- Questions to answer -
[1] Answer these questions about the blog post on Sweden's bank rescue, "The Road Not Taken":
(a) To which body did Bo Lundgren outline the Swedish solution?
(b) Which two banks did Lundgren nationalize in 1992?
(c) In the plan Paul Krugman describes, what do private investors get from the taxpayer in return for putting in a small amount of their own money?
[2] Carry on the blog post about Sweden's bank rescue, "The Road Not Taken," from its last sentence.

- Selected text -
Saturday, March 21, 2009

THE ROAD NOT TAKEN

My hero -- no, really:



It's nice to know that somebody in Washington is listening to him:

Bo Lundgren, the steely-eyed head of Sweden's National Debt office, ... yesterday [Thursday] outlined the Swedish solution to the Congressional Oversight Panel, which supervises the US administration's troubled asset relief programme.

"I am a market liberal. I was even called the nearest Sweden had every come to having a party one could call libertarian," said Mr Lundgren, the former head of the Moderate Party with links to the Conservatives.

This did not stop him nationalising two failing major banks in 1992: the already majority state-owned Nordbanken, and the privately owned Gota bank.

"In the case of a crisis, the state needs to be strong," he said. "If it decides to act, it should become an owner." ...


Alas, Team Obama isn't listening. Paul Krugman:

... the plan proposes to create funds in which private investors put in a small amount of their own money, and in return get large, non-recourse loans from the taxpayer, with which to buy bad -- I mean misunderstood -- assets....

- Provided information -

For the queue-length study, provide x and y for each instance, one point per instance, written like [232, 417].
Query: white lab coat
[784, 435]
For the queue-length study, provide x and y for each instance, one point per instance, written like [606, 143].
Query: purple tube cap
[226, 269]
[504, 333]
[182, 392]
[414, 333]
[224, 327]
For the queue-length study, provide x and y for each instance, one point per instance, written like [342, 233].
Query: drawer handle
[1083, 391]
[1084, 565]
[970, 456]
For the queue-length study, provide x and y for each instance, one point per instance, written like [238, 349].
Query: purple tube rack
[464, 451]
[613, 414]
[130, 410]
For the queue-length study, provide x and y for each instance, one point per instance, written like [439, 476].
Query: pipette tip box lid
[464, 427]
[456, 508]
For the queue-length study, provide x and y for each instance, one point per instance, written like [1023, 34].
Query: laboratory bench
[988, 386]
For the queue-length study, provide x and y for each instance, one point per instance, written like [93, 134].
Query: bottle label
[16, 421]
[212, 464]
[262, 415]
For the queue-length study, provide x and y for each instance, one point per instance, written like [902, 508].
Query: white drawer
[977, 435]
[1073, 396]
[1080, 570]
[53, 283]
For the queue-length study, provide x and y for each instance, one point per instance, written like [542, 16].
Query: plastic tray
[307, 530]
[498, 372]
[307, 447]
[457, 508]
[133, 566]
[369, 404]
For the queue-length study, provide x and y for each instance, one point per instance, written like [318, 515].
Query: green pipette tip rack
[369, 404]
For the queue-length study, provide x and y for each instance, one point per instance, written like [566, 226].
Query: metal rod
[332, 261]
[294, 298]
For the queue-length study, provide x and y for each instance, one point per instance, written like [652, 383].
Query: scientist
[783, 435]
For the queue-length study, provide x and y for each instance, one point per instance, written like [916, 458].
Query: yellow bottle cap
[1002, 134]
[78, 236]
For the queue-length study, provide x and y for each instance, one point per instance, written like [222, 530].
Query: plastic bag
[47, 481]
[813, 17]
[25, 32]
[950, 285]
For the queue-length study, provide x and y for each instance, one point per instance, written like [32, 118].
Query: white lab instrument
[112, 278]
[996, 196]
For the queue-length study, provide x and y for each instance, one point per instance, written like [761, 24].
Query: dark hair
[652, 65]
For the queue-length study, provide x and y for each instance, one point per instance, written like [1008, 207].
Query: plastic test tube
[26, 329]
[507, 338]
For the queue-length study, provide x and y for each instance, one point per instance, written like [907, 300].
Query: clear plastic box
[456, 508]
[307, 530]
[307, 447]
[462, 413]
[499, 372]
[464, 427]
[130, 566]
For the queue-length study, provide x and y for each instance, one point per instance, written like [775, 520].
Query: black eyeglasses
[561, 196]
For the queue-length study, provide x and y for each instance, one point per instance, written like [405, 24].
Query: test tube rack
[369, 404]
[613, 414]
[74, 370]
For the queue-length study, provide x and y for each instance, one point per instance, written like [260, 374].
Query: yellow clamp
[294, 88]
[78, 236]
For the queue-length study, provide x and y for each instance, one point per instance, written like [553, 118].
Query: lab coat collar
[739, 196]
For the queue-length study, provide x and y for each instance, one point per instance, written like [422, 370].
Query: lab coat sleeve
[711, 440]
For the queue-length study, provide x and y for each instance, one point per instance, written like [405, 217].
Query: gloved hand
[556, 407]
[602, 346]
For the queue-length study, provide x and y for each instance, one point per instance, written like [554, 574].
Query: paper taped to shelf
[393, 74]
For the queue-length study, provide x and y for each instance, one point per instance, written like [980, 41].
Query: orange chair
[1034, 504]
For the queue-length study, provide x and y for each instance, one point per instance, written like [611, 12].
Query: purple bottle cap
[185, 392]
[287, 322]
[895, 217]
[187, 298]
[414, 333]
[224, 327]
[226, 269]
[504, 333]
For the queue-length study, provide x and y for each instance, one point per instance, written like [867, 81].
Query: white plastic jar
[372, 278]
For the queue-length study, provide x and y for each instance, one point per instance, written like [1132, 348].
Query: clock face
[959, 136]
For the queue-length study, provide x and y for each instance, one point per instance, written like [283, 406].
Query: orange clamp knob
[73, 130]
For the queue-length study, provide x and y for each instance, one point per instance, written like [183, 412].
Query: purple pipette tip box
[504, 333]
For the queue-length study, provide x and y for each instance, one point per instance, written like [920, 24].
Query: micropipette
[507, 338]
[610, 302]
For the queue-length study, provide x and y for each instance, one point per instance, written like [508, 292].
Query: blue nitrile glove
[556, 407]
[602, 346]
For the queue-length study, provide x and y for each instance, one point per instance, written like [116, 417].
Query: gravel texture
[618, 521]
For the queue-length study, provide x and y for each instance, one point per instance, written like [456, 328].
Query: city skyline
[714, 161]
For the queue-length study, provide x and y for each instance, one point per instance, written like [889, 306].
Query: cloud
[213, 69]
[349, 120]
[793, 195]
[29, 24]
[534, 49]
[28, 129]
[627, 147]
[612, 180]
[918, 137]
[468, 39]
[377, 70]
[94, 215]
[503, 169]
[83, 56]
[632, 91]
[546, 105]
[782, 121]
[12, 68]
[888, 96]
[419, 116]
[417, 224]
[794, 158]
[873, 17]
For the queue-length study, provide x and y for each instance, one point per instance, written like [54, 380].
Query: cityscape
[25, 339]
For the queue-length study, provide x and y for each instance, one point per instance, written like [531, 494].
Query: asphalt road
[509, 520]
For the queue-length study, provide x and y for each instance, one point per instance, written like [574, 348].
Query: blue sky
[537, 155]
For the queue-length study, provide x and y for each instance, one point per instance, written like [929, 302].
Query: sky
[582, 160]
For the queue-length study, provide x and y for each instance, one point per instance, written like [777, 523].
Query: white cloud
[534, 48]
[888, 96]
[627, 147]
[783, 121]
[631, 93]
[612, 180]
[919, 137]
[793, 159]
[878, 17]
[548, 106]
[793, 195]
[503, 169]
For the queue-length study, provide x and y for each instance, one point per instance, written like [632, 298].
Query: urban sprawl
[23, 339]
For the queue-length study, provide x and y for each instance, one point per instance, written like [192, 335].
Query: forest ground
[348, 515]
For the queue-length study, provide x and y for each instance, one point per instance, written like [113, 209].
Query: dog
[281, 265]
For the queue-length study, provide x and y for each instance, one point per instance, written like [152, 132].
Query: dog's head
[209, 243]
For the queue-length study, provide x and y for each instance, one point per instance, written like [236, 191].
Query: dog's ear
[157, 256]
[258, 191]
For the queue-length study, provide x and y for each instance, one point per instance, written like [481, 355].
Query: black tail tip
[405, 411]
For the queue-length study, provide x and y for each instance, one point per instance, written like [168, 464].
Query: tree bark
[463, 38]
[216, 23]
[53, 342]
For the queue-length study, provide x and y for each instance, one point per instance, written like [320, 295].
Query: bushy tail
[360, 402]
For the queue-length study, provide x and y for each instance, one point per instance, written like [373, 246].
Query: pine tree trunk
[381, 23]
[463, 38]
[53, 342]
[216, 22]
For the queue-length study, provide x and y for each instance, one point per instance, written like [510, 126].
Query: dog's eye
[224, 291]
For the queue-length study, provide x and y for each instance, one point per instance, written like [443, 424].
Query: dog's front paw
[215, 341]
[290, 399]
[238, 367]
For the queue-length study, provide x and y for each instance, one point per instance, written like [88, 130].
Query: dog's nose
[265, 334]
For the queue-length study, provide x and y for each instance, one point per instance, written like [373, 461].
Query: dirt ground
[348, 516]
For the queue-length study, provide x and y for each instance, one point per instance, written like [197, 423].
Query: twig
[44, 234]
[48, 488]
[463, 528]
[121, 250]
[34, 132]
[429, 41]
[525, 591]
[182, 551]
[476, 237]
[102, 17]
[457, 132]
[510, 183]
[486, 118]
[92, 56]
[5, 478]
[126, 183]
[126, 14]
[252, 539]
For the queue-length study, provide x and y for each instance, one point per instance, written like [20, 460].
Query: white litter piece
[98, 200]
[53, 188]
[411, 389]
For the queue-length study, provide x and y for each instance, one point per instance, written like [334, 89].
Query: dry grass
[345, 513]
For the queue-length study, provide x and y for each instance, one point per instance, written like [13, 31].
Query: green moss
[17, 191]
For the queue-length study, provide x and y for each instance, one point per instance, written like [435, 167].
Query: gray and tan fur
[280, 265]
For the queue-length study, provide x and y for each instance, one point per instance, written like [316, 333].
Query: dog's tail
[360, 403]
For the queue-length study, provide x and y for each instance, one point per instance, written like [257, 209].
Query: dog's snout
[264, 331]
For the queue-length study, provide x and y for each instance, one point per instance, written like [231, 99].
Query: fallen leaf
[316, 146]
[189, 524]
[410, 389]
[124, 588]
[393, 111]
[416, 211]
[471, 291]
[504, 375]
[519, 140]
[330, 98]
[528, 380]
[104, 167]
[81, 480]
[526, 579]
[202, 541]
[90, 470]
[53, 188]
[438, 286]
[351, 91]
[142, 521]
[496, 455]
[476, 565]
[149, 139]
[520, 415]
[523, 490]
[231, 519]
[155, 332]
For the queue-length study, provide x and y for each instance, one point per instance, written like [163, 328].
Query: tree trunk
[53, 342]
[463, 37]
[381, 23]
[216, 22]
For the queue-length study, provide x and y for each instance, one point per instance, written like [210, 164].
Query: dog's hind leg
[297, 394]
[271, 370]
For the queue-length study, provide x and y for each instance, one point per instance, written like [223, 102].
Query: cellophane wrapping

- Set of answers -
[1]
(a) The Congressional Oversight Panel.
(b) Nordbanken and Gota bank.
(c) Large, non-recourse loans.

[2]
But it's immediately obvious, if you think about it, that these funds will have skewed incentives. In effect, Treasury will be creating -- deliberately! -- the functional equivalent of Texas S&Ls in the 1980s: financial operations with very little capital but lots of government-guaranteed liabilities. For the private investors, this is an open invitation to play heads I win, tails the taxpayers lose. So sure, these investors will be ready to pay high prices for toxic waste. After all, the stuff might be worth something; and if it isn't, that's someone else's problem....


Right-wing politicians and non-governmental agitators are ginning up all sorts of little mini-insurgencies these days. Blue Dog Democrats are getting mainstream-media brownie points for threatening to slow up or stop the progressive parts of Obama's agenda. Sure wish we lefties could gin up a mini-insurgency of our own, against the continued cosseting of the financial sector.

I say: Nationalize 'em all. Let Krugman (or Lundgren) sort 'em out.

Can we at least make this nationalizer guy a bit of a household name? Maybe he could get some face time being interviewed by a nationally recognized journalist -- like, say, Jon Stewart?